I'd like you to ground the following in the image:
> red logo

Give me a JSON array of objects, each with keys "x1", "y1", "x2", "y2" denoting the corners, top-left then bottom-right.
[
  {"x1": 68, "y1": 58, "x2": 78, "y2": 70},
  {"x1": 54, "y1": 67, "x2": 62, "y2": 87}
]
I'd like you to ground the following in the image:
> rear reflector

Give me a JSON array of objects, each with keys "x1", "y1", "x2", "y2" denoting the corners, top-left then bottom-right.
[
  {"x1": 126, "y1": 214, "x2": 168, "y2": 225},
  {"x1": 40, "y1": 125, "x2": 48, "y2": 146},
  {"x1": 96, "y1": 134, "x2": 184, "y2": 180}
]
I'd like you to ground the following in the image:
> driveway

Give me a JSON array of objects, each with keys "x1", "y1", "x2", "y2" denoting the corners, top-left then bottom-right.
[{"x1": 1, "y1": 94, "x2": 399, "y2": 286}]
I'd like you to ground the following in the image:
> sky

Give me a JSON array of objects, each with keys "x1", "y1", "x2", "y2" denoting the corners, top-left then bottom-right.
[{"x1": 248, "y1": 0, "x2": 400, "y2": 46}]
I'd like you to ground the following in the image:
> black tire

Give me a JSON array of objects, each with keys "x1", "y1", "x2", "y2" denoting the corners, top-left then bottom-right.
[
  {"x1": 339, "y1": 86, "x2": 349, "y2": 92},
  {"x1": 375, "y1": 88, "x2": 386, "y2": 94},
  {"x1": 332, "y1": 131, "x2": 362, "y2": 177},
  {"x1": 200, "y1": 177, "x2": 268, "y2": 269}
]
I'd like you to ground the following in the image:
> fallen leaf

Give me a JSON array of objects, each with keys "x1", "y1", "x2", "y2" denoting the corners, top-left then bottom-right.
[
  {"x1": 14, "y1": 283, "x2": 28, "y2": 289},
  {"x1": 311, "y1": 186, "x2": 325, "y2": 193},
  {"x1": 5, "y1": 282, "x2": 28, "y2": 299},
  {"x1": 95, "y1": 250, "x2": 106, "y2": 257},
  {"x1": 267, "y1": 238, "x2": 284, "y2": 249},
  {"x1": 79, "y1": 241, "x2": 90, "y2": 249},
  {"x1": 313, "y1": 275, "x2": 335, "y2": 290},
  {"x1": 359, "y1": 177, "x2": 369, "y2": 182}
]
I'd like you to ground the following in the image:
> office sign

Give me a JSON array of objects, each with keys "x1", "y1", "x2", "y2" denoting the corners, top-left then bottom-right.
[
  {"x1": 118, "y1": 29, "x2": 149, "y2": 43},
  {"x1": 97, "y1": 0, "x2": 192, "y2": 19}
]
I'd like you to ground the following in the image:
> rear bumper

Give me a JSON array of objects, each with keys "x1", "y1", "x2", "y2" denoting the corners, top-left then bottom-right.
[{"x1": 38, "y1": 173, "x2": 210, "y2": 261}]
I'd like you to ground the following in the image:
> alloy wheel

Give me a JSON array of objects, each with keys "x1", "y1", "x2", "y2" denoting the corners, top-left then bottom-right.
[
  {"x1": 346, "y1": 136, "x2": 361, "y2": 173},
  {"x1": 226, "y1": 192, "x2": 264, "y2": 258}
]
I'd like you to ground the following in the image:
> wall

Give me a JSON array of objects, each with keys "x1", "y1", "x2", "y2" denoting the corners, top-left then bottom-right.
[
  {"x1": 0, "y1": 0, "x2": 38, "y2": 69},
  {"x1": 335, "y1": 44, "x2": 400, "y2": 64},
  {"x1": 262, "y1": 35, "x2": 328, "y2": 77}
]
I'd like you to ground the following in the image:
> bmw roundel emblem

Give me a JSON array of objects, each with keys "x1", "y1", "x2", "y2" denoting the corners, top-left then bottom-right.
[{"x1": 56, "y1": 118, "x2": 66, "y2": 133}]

★ ★ ★ ★ ★ ★ ★

## WORK TO COMPLETE
What you give back must match the material word for word.

## EXPECTED ANSWER
I'd like you to ground the following in the image:
> red logo

Give me a JSON array of objects, each with keys "x1", "y1", "x2", "y2" denoting the corners, top-left then bottom-right.
[
  {"x1": 68, "y1": 58, "x2": 78, "y2": 70},
  {"x1": 54, "y1": 67, "x2": 62, "y2": 87}
]
I'd like you to ground the following in the image:
> rear reflector

Give me a JSON array of objects, each with keys "x1", "y1", "x2", "y2" denoting the corners, top-left then bottom-right.
[
  {"x1": 126, "y1": 214, "x2": 168, "y2": 225},
  {"x1": 40, "y1": 125, "x2": 48, "y2": 146},
  {"x1": 96, "y1": 134, "x2": 184, "y2": 180}
]
I'd like you to ground the following in the image:
> driveway

Give me a JSON array of objects, each with keys "x1", "y1", "x2", "y2" denoting the corners, top-left then bottom-right.
[{"x1": 1, "y1": 94, "x2": 399, "y2": 286}]
I'd like you to ground the following in the image:
> sky

Give me a JSON array of objects, each with keys "x1", "y1", "x2", "y2" denoting the corners, top-left then bottom-right.
[{"x1": 248, "y1": 0, "x2": 400, "y2": 46}]
I'd like you to ground the following in the image:
> black tire

Give me a JSON array of objects, each with keys "x1", "y1", "x2", "y2" denoting the corners, top-left then bottom-right.
[
  {"x1": 339, "y1": 86, "x2": 349, "y2": 92},
  {"x1": 375, "y1": 88, "x2": 386, "y2": 94},
  {"x1": 332, "y1": 131, "x2": 362, "y2": 177},
  {"x1": 200, "y1": 177, "x2": 268, "y2": 269}
]
I'd like you to ground the following in the image:
> fallen leaf

Give me a JSON array of objects, each with keys "x1", "y1", "x2", "y2" denoting the corners, top-left then bottom-right.
[
  {"x1": 14, "y1": 283, "x2": 28, "y2": 289},
  {"x1": 311, "y1": 186, "x2": 325, "y2": 193},
  {"x1": 5, "y1": 282, "x2": 28, "y2": 299},
  {"x1": 95, "y1": 250, "x2": 106, "y2": 257},
  {"x1": 267, "y1": 238, "x2": 284, "y2": 249},
  {"x1": 79, "y1": 241, "x2": 90, "y2": 249},
  {"x1": 313, "y1": 275, "x2": 335, "y2": 290},
  {"x1": 359, "y1": 177, "x2": 369, "y2": 182}
]
I'd like you to ground the following in the image:
> office sign

Give me a JSON array of objects, each with keys "x1", "y1", "x2", "y2" denoting the corners, top-left then bottom-right.
[
  {"x1": 118, "y1": 29, "x2": 149, "y2": 43},
  {"x1": 97, "y1": 0, "x2": 192, "y2": 19}
]
I'd like you to ground the following in the image:
> rear bumper

Give me a JSON array of objects, each with keys "x1", "y1", "x2", "y2" denoting the corners, top-left then bottom-right.
[{"x1": 38, "y1": 173, "x2": 210, "y2": 261}]
I'd like you to ground the following in the image:
> alloy wheel

Give me a JSON array of objects, each with keys "x1", "y1", "x2", "y2" denoting the corners, top-left then bottom-right.
[
  {"x1": 346, "y1": 136, "x2": 361, "y2": 173},
  {"x1": 226, "y1": 192, "x2": 264, "y2": 258}
]
I'd like you to ground the following in the image:
> wall

Give me a JSON array of objects, each with keys "x1", "y1", "x2", "y2" denoting the corners, top-left then bottom-right.
[
  {"x1": 0, "y1": 0, "x2": 38, "y2": 69},
  {"x1": 335, "y1": 44, "x2": 400, "y2": 64},
  {"x1": 262, "y1": 35, "x2": 328, "y2": 77}
]
I'd like you to ground the following in the image:
> bmw roundel emblem

Give me a JSON array of objects, each with keys "x1", "y1", "x2", "y2" denoting the corners, top-left then bottom-right.
[{"x1": 56, "y1": 118, "x2": 66, "y2": 133}]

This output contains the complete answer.